§ **JOB**
Render every line of the material below as a JSON list of strings, one string per line, omitting blank lines and leaving out the pictures.

§ **INPUT RECORDS**
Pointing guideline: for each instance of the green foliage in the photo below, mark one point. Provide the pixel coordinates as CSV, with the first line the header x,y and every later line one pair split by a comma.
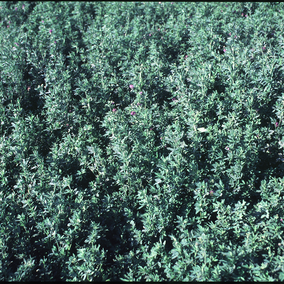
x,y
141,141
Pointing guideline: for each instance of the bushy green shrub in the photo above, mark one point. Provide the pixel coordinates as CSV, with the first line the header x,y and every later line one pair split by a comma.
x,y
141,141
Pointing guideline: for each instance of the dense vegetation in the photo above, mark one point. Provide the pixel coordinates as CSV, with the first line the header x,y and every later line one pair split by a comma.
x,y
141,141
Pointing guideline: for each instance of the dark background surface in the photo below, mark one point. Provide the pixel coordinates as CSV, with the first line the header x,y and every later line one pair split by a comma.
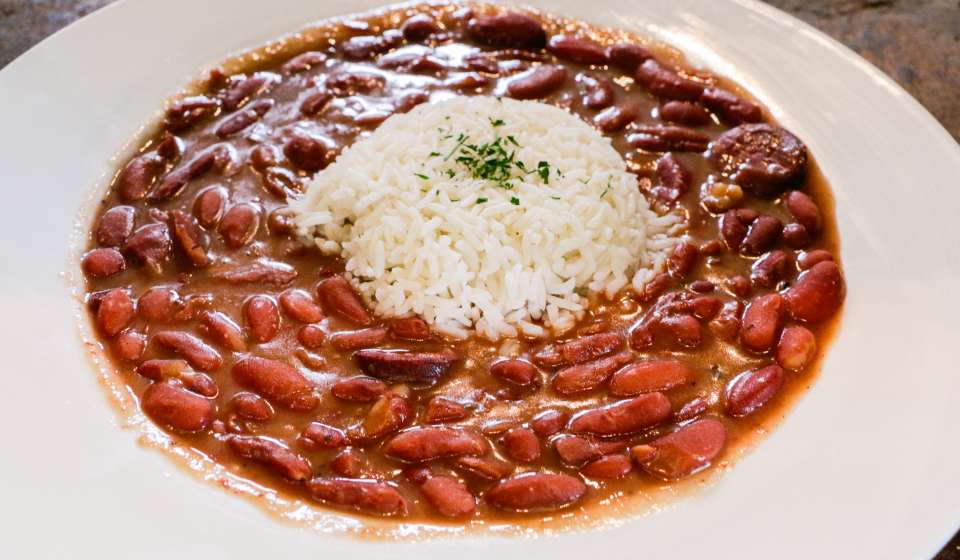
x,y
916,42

§ **RESPONSE BELOW**
[
  "Pointing guideline: for each instance of the green foliage in the photo below, mark one point. Provide the pixel coordinates as CSV, with the first line the header x,y and every later line one pair split by a comma.",
  "x,y",
  "141,141",
  "Pointing guideline: for each instance of the bushy green shrub in the photo above, mark one point. Provide the pixel coordinates as CSV, with the first line the header x,y and every later line one pair split by a comma.",
  "x,y",
  "141,141",
  "Pointing guideline: for each instance of the dense vegetation in the photo above, mark one point. Provide the pixel coordinates as CSV, with the first line the header x,y and every later line one pair split by a comma.",
  "x,y",
  "141,141",
  "Pointing guideline: for each instance of the dark background surface in the photo below, mark one point. Provide the pixel coordinates as CSV, with the first line the header x,y and every later line one pair split by a comma.",
  "x,y",
  "916,42"
]